***** Provided data *****
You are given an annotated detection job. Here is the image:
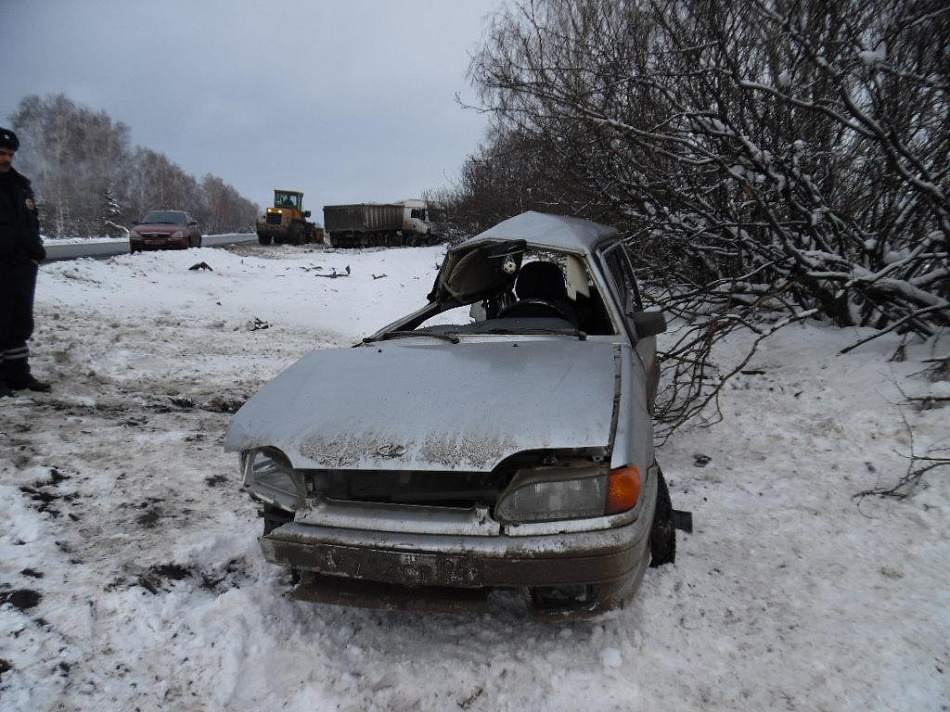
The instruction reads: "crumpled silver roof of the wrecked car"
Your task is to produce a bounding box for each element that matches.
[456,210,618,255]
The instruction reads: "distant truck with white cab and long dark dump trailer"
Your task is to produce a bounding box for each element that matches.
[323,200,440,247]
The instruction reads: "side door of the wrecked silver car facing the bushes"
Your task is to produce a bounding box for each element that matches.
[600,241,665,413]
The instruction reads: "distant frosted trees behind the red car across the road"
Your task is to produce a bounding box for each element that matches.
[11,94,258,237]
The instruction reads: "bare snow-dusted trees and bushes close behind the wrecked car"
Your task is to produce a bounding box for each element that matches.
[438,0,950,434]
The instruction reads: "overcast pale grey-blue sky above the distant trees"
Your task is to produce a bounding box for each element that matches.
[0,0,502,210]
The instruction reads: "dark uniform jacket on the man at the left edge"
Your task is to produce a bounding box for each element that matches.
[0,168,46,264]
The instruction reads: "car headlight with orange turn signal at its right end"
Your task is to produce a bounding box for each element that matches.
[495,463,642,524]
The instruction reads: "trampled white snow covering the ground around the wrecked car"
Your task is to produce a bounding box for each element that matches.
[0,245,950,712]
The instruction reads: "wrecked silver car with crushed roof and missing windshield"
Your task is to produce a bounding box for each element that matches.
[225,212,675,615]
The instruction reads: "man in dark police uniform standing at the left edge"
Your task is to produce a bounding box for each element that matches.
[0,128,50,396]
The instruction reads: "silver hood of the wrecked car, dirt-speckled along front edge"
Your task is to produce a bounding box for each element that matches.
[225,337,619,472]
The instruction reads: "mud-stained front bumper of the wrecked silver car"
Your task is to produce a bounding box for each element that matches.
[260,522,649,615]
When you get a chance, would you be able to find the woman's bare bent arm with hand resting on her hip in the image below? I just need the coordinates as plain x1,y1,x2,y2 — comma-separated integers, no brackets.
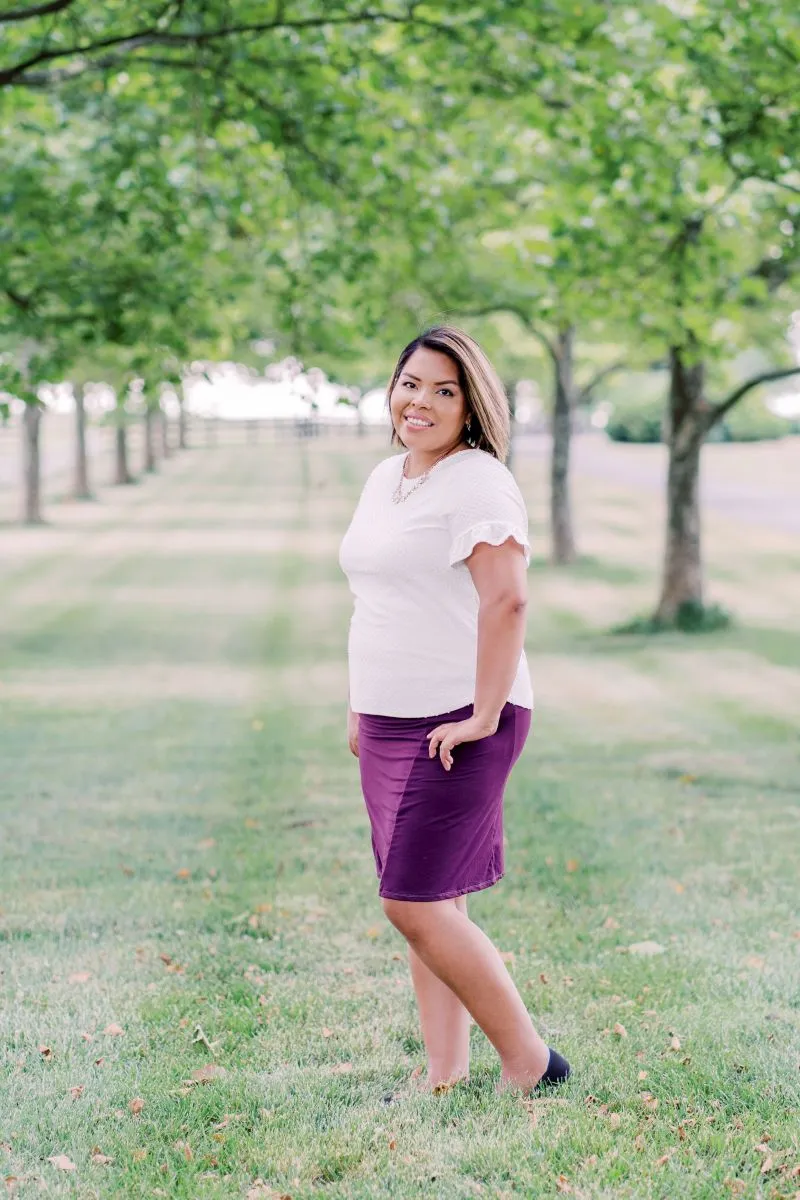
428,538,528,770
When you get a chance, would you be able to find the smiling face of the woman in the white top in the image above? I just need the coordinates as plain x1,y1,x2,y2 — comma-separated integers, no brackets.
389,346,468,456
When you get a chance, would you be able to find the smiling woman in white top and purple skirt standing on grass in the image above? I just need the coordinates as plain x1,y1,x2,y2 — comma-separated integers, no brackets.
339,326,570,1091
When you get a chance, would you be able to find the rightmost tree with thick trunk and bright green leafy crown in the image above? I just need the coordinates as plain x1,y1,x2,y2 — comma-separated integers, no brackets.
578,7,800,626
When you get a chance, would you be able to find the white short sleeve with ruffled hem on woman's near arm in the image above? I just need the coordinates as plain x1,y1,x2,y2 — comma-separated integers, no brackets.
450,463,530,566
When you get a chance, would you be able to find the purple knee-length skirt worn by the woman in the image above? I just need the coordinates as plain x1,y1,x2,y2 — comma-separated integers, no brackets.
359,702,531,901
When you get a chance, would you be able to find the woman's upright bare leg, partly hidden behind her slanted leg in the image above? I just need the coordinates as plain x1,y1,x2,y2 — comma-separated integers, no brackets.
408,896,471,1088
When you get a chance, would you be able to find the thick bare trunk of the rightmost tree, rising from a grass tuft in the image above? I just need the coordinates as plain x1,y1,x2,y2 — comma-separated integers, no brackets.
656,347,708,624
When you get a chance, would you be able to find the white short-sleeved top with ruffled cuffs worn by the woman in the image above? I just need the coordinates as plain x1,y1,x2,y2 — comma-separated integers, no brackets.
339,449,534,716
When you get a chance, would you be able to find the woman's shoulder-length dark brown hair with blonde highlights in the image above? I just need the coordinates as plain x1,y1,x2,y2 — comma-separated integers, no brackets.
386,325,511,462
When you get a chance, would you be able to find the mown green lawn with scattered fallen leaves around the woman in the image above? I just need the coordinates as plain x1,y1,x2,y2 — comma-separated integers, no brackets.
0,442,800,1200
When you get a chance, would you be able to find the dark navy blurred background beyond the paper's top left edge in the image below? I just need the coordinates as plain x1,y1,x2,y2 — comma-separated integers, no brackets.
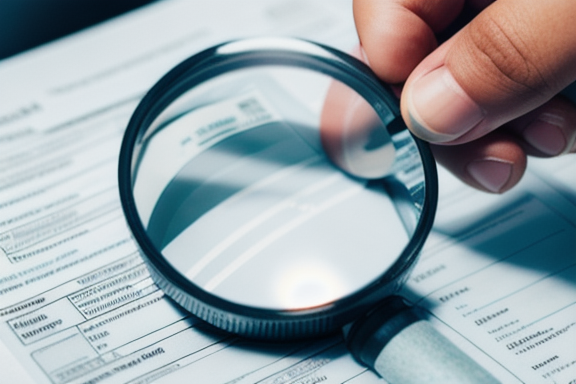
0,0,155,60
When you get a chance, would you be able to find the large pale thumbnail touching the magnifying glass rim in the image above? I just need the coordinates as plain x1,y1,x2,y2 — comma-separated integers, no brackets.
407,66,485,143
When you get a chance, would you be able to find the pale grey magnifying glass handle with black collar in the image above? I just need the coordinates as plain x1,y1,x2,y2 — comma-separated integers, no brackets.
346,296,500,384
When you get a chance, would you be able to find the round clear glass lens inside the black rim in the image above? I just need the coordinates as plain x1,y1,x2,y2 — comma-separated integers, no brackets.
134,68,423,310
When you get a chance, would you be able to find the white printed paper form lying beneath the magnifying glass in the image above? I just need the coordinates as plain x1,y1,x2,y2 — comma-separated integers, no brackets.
*****
=== Problem description ===
When a line holds the string "front", pull it out of the listing.

=== Answer space ===
The instruction reads: "silver hood of the wrecked car, dirt-speckled along front edge"
The instruction reads: "mud-stained front bumper of the wrecked silver car"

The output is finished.